Problem requirements: Return each line of the entries that mentions the word "hillside".

● ● ● ●

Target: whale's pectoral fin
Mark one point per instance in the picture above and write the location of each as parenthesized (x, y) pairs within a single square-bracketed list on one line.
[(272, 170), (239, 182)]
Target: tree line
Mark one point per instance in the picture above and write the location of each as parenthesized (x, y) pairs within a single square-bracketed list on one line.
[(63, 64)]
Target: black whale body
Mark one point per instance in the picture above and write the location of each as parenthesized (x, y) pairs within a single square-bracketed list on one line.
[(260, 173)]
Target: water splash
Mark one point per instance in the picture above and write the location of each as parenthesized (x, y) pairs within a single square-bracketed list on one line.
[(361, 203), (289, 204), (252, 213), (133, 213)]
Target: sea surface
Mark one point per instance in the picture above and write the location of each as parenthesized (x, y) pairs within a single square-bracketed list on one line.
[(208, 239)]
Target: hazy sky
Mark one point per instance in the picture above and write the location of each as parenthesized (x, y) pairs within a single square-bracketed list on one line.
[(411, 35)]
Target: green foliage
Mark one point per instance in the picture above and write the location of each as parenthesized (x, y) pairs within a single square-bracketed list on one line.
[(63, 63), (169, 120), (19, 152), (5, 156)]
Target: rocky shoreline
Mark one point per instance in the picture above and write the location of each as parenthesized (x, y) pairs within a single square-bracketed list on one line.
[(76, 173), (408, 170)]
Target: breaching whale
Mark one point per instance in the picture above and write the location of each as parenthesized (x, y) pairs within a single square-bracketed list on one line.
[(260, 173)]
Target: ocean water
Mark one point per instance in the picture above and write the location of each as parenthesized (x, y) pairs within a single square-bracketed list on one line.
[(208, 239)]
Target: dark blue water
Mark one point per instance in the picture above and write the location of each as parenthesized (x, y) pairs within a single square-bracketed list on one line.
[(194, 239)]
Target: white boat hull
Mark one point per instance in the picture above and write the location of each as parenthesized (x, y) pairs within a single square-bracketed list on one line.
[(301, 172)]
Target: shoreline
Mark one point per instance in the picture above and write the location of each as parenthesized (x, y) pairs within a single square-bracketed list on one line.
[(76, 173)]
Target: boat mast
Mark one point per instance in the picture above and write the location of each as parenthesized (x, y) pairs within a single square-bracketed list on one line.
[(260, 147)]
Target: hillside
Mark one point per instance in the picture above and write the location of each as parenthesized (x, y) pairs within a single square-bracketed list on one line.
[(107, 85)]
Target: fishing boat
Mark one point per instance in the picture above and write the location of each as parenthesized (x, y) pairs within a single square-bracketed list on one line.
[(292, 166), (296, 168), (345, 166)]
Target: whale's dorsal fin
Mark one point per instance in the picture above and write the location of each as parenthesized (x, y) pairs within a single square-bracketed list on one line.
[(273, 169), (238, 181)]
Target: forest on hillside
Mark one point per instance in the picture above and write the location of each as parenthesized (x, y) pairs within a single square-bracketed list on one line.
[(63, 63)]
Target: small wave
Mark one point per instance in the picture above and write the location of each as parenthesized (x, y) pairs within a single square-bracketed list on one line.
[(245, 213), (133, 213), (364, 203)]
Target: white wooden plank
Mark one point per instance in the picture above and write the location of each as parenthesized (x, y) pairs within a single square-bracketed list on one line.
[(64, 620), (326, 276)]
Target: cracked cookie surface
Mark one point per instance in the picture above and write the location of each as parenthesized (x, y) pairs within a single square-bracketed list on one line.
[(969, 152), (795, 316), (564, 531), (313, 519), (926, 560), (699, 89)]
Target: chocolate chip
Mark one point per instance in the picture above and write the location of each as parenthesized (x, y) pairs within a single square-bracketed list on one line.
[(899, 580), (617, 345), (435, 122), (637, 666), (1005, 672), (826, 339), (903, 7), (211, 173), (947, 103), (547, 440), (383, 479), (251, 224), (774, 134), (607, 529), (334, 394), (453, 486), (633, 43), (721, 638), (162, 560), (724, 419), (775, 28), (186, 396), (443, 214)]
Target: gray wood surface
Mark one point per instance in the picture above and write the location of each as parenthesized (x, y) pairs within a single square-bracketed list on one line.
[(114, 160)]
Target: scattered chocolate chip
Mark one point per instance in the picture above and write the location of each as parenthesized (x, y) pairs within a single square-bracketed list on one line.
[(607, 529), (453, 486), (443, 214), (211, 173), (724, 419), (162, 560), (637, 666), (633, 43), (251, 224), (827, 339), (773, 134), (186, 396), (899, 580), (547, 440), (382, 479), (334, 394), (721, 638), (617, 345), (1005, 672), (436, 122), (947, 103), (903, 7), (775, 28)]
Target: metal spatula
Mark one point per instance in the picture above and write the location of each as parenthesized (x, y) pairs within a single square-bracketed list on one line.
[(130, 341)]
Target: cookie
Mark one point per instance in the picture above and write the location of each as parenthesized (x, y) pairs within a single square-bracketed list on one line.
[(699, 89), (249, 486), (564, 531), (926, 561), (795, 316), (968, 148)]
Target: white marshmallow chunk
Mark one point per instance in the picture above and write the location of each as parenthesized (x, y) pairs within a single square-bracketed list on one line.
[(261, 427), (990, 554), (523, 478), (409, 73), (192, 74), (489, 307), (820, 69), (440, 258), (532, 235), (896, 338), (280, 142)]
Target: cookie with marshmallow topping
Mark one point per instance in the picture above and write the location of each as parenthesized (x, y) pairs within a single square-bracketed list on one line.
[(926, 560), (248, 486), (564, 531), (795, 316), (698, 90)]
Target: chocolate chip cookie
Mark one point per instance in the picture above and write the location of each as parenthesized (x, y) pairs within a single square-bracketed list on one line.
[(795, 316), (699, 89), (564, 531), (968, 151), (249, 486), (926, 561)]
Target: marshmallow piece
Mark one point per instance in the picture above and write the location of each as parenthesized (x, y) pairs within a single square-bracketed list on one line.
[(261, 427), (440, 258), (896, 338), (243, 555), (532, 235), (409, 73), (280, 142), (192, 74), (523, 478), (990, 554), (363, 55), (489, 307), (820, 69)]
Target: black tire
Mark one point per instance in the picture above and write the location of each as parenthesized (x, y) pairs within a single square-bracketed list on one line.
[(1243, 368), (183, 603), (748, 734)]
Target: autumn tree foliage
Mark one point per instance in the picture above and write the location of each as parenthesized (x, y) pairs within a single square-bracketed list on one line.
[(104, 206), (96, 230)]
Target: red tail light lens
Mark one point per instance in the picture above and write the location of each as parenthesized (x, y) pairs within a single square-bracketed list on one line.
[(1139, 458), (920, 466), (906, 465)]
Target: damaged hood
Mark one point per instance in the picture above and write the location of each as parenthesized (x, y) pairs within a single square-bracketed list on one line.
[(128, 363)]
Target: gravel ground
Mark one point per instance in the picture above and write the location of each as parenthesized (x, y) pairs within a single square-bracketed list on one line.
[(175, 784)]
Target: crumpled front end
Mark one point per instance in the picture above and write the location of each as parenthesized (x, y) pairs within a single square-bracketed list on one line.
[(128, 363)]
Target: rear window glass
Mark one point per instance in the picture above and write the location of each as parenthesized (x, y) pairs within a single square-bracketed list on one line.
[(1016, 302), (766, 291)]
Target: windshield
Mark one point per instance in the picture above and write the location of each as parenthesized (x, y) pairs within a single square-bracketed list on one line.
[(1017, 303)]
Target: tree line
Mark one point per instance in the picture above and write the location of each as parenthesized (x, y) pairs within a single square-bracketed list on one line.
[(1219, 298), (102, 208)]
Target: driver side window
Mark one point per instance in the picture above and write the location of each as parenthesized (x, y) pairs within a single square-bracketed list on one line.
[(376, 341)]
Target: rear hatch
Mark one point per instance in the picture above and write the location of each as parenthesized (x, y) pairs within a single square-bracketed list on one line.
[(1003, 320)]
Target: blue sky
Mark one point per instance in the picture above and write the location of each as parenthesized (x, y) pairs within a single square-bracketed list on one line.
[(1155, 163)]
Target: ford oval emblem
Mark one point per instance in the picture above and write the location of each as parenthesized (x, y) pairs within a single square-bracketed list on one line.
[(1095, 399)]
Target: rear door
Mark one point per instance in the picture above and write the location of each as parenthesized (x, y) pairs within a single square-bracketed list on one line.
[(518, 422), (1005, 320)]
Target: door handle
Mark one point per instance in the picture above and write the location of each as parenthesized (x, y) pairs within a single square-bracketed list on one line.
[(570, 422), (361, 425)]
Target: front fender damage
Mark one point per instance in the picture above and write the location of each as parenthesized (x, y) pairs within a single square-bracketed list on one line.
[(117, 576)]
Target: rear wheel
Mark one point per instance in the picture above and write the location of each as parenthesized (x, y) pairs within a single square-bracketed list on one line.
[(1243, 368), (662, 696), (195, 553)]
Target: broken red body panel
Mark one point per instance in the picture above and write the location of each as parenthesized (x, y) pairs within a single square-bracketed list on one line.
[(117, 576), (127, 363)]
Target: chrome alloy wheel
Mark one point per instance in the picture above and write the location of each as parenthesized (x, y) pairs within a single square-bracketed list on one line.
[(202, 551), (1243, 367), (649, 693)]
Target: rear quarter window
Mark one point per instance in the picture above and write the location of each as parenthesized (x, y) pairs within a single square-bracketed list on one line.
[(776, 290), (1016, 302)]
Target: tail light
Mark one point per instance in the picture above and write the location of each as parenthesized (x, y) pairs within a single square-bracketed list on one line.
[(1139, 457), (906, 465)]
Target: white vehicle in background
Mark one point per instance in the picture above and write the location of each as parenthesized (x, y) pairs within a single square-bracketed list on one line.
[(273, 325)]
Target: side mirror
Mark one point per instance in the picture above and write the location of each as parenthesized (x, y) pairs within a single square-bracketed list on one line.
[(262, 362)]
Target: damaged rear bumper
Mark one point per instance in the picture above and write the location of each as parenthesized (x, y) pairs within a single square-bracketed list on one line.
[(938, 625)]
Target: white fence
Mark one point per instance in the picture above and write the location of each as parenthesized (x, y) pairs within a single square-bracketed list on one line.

● ● ● ●

Task answer:
Target: hillside
Target: forest on hillside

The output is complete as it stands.